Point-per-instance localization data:
____________

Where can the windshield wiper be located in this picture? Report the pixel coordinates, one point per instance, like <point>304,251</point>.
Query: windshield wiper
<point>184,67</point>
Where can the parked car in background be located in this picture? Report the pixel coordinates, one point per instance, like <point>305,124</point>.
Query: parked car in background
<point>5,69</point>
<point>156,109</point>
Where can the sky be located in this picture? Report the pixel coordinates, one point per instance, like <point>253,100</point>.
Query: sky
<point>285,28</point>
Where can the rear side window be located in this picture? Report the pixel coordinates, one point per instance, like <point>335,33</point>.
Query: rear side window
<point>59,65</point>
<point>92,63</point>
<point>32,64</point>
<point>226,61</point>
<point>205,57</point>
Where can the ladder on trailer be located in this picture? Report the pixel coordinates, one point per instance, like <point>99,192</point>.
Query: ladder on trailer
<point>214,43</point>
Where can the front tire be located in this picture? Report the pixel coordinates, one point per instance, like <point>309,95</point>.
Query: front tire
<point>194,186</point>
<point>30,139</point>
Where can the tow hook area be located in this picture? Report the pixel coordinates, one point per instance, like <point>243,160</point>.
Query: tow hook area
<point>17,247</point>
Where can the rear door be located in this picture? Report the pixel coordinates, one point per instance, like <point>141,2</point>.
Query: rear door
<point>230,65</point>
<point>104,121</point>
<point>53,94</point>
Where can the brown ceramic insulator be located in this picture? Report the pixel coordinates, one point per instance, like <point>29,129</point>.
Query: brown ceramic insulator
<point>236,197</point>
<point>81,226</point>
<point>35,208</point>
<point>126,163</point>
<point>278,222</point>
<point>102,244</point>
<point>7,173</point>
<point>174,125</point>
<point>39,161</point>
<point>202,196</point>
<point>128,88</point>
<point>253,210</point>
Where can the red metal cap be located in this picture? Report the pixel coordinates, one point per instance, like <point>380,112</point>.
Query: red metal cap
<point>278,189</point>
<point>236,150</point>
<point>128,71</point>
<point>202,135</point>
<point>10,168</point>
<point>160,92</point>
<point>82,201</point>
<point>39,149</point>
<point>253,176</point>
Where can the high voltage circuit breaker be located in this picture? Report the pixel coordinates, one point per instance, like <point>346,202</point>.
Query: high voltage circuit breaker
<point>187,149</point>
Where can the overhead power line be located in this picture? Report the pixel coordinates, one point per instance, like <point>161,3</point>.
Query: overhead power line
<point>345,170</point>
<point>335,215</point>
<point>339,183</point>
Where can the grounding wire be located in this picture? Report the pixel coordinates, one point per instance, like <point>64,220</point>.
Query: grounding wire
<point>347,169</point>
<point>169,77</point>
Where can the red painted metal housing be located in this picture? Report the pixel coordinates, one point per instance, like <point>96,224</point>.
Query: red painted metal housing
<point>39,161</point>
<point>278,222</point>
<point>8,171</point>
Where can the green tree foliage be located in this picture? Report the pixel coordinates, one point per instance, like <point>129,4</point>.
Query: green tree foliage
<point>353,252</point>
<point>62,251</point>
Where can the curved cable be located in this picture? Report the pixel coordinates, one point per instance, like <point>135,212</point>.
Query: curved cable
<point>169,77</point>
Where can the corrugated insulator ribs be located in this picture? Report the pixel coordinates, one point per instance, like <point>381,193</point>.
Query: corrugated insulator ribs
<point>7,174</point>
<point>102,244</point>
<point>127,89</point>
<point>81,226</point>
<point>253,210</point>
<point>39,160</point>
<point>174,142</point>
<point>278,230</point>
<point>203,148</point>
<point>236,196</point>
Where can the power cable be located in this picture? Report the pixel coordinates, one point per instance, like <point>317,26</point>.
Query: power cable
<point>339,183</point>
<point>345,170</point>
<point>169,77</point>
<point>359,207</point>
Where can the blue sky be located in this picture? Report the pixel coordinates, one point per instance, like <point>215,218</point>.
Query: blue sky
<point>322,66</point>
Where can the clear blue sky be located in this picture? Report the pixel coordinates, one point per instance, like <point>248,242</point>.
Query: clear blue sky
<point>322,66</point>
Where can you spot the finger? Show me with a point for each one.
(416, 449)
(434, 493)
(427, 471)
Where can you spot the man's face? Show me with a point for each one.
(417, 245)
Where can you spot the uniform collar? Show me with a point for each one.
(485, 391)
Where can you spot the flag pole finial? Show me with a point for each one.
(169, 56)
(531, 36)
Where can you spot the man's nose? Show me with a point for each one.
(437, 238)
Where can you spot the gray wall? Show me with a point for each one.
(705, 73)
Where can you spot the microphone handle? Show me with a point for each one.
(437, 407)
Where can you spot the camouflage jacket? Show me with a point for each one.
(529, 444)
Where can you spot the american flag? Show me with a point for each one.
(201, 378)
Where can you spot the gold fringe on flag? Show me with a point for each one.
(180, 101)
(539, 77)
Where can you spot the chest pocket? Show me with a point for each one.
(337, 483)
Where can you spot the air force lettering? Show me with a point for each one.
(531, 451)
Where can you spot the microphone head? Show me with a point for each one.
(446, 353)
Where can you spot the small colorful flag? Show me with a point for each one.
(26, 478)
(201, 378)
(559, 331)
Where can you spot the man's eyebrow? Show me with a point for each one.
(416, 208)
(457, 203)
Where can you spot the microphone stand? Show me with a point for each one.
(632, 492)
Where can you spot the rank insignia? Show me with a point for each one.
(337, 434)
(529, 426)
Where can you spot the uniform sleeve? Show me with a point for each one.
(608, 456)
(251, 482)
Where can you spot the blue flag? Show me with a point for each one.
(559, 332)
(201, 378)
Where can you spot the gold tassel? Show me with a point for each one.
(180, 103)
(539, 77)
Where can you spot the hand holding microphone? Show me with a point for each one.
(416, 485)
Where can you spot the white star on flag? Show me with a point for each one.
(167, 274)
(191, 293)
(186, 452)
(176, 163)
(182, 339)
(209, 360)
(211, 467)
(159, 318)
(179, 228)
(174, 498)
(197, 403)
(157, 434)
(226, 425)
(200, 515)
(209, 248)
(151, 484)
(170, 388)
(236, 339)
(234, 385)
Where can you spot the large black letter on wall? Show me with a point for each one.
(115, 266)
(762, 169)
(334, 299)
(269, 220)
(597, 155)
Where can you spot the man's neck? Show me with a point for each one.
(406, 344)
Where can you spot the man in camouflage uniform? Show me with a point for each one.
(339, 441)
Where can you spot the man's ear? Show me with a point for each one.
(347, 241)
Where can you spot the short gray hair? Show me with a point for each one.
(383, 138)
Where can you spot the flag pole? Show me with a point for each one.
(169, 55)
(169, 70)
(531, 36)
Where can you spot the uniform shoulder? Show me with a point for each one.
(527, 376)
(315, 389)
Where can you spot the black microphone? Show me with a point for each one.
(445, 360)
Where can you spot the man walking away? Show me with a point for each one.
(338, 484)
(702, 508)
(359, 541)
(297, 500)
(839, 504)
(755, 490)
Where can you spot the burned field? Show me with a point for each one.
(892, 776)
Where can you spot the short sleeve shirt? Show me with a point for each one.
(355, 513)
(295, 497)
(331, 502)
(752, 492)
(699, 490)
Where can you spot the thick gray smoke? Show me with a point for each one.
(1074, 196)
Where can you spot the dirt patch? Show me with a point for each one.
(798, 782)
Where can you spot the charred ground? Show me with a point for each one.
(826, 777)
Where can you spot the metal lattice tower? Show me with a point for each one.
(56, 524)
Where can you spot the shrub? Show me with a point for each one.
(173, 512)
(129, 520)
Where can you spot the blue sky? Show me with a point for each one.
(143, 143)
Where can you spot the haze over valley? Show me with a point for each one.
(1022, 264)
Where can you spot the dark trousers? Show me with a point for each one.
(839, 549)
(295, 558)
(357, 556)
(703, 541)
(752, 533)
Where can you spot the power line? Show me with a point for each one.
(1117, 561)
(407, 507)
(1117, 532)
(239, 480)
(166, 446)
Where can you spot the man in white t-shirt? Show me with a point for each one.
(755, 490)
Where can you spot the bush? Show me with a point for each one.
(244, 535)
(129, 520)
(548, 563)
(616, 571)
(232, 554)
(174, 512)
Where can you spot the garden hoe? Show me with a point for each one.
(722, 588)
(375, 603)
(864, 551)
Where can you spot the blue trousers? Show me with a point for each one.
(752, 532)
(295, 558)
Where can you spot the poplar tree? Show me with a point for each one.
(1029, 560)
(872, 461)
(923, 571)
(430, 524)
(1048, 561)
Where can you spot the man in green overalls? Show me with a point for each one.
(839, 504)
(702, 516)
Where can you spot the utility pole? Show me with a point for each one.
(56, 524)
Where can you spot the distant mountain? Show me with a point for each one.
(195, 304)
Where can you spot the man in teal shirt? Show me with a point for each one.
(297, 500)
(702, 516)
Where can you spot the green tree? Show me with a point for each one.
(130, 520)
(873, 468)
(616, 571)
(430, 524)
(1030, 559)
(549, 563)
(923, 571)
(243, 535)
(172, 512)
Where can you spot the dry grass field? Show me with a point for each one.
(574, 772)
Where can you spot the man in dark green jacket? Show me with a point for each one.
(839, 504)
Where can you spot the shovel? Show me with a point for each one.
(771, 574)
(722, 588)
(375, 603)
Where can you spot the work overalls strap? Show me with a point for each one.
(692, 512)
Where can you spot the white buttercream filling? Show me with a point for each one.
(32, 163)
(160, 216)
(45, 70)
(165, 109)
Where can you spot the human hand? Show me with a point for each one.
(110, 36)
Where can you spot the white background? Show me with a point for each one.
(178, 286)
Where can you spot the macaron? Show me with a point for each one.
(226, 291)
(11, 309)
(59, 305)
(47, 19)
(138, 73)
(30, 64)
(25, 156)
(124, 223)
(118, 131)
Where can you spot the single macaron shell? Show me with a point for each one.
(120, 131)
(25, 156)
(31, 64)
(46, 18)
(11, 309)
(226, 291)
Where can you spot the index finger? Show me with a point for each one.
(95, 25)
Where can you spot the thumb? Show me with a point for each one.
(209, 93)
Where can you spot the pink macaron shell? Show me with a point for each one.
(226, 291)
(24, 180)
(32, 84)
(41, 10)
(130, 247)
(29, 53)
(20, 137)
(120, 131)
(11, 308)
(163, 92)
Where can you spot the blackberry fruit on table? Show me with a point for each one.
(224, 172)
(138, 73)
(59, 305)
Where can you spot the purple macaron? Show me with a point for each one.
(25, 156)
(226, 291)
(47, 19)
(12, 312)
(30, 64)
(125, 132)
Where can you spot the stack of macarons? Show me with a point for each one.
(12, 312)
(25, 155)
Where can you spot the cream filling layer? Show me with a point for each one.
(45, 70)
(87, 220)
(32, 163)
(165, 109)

____________

WHAT TO WORK ON: Please copy the lines in the records above between the one holding "Where can the overhead" and the one holding "Where can the grounding", inclusive, exactly and with no other line.

TASK RESULT:
Where can the overhead power line be located in this picture? Report the pixel coordinates, one point per instance, like <point>161,3</point>.
Query: overhead power line
<point>345,170</point>
<point>335,215</point>
<point>339,183</point>
Where can the grounding wire be located in this picture? Report the pixel coordinates, one point per instance, like <point>64,220</point>.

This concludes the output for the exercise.